(Object position labeling rows)
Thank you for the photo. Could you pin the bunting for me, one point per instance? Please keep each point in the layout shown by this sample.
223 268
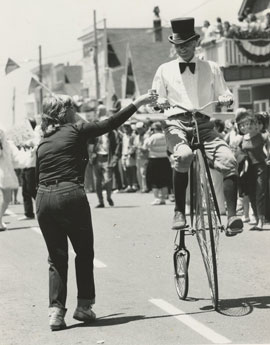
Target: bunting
256 51
11 66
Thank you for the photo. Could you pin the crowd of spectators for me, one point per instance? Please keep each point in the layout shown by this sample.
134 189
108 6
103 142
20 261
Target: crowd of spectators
249 26
134 158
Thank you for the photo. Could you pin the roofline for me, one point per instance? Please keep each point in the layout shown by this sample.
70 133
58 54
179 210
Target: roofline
244 3
90 33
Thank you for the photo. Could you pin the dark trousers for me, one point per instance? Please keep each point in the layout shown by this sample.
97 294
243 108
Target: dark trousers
117 176
104 177
257 186
63 212
28 191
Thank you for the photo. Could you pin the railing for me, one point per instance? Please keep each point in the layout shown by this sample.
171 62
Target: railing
225 52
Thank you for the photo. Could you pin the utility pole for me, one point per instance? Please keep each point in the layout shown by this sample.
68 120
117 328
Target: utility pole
40 78
106 68
96 58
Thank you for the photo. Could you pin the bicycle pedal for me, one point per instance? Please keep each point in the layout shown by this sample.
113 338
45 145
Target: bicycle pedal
189 230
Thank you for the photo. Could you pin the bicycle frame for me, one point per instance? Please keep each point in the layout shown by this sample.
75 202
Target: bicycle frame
204 233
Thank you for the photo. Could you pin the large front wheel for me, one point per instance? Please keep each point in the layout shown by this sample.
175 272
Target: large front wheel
207 225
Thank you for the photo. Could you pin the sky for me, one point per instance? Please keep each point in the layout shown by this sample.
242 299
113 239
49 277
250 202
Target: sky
57 24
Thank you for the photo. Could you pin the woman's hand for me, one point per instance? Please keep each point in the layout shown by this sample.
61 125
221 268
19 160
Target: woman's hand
145 99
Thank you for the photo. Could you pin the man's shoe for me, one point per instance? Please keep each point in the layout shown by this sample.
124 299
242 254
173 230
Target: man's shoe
56 316
84 314
100 206
179 221
110 202
234 227
26 218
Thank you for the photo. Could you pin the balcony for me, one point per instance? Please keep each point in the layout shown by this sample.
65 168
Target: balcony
232 52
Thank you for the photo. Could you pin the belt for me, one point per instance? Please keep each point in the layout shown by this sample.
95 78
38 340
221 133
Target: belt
187 116
56 182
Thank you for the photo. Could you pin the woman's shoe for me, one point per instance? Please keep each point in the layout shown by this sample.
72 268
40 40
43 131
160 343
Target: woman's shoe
156 202
57 321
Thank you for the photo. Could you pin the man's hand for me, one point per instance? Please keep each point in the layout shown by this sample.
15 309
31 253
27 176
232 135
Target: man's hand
226 100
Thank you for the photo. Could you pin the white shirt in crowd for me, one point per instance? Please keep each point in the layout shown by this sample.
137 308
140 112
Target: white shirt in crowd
188 89
156 144
103 145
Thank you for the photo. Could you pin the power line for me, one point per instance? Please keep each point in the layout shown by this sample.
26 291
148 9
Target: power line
197 7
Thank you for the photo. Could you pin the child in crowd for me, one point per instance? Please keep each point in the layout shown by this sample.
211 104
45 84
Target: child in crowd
255 145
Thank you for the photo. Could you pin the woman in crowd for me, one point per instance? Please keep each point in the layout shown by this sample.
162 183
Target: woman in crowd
159 169
61 204
255 145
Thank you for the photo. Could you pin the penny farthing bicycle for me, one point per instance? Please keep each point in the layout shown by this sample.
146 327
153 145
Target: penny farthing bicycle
205 221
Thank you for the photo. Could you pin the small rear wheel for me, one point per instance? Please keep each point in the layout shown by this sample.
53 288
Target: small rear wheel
181 262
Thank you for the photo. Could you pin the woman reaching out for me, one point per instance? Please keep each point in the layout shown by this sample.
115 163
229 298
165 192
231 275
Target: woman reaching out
62 207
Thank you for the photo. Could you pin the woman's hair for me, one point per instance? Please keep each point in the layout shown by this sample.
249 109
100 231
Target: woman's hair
242 114
54 111
263 119
157 126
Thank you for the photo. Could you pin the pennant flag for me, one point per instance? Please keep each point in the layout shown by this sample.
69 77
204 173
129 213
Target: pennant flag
33 84
11 66
66 80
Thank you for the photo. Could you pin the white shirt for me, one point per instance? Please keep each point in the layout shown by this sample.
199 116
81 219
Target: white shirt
188 89
103 145
156 144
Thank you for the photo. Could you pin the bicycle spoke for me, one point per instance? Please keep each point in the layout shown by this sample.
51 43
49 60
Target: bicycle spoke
207 228
181 262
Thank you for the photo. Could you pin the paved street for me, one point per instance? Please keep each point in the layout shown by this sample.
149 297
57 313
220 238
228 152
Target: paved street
136 300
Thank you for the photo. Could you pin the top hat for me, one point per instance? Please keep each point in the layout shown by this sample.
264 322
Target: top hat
183 30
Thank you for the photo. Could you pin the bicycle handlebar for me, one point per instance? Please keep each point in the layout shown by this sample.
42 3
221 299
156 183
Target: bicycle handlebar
198 109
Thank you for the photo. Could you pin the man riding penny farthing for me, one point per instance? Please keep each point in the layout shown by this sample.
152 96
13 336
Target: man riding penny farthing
191 83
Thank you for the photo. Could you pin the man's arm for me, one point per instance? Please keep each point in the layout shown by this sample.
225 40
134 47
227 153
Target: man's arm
222 92
159 84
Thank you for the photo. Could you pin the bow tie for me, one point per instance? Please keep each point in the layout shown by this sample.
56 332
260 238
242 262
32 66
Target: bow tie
184 65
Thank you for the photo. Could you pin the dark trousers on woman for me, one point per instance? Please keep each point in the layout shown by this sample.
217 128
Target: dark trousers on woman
28 191
63 212
257 186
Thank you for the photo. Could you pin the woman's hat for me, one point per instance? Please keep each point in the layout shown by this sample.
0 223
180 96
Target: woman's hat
183 30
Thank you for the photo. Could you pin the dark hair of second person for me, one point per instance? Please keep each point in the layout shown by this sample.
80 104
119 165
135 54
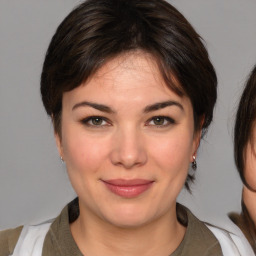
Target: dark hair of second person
245 158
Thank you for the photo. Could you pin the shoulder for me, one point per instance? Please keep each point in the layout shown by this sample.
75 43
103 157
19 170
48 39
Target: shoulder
231 240
8 240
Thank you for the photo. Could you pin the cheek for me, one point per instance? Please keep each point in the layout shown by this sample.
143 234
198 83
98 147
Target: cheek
173 150
84 153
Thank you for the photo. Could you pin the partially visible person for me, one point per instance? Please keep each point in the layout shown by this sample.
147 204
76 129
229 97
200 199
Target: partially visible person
245 159
130 90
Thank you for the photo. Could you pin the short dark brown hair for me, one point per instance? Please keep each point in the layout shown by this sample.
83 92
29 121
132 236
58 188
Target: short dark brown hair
244 123
98 30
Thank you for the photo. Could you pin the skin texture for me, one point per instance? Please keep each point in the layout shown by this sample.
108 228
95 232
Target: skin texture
249 196
250 164
127 142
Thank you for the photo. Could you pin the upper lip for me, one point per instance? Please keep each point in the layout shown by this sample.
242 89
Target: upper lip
126 182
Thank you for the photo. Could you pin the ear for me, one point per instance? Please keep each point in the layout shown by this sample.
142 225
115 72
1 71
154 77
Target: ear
58 144
197 139
57 136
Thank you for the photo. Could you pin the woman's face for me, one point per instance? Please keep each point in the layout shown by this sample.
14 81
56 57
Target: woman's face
127 141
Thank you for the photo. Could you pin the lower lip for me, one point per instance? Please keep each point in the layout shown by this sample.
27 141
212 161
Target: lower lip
130 191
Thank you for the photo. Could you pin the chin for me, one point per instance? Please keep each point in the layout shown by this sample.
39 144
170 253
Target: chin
128 218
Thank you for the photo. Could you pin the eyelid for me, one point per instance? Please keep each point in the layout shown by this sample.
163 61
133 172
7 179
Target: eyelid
85 121
166 118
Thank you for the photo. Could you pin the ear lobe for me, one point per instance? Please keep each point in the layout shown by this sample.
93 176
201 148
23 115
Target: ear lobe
58 143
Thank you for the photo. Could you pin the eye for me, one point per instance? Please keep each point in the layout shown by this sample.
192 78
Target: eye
95 121
160 121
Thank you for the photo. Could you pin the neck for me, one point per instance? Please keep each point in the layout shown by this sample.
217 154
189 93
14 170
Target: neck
95 236
249 199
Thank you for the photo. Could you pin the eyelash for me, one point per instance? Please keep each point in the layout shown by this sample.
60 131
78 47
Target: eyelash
89 121
166 119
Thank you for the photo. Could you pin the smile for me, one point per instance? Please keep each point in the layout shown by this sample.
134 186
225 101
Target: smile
128 188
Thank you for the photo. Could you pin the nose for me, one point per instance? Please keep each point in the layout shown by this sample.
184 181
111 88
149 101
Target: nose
128 149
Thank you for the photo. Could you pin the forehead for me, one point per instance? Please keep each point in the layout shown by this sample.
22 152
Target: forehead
128 78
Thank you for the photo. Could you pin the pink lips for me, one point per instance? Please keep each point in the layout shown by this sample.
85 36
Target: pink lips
128 188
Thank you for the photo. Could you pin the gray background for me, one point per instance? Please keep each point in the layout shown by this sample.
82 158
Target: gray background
33 183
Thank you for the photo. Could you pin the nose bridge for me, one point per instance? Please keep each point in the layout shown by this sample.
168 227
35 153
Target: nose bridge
129 149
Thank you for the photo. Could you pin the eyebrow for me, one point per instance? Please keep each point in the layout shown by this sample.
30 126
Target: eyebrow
97 106
161 105
147 109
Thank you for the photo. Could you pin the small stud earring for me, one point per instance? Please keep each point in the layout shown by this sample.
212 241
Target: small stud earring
61 159
194 163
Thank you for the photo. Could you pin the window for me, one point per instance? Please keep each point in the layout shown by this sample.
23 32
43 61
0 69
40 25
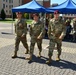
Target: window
3 5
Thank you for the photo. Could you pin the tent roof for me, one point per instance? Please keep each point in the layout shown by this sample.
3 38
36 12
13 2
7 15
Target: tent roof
32 6
66 7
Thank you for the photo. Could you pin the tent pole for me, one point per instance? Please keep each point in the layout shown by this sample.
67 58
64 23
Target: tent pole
12 24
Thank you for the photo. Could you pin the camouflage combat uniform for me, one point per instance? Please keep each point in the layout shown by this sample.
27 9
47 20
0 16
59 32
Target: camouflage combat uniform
20 30
74 27
36 29
56 29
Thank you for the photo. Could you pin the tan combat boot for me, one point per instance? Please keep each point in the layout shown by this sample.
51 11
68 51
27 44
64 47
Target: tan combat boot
27 51
15 55
48 61
58 58
39 54
30 58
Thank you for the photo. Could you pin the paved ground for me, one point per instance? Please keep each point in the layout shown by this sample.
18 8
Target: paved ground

• _Given exercise_
Copy out, word for word, the part of the rows that opens with the line containing "Thank you for the photo. Could you pin the tent pole" and runs through the end of the rows.

• _Solution for this task_
Thank you for the photo. Could you pin the tent pole for me, one point per instance? Please keep each point in the layout shown by this sample.
67 58
64 23
Target: tent pole
12 24
Thank you for the photo. Could you pin the camouflage combat uniform for me, one point per instance? Please keep each point in the layout shown by this sample.
27 9
47 20
0 16
59 32
Target: camouflage combat uniform
20 30
74 27
36 29
56 29
Thank you for the photo. Could you pin the tan combat boot for me, one point per instance? Please keep each point in the layout shown by this sample.
51 11
68 51
27 44
64 47
Target: tan combat boot
27 51
15 55
48 61
58 58
39 54
30 58
Thank you for the photo. Could you pin the paved ground for me, one point per instance? Please keep each point in the layout shown by this sample.
18 8
Target: paved ground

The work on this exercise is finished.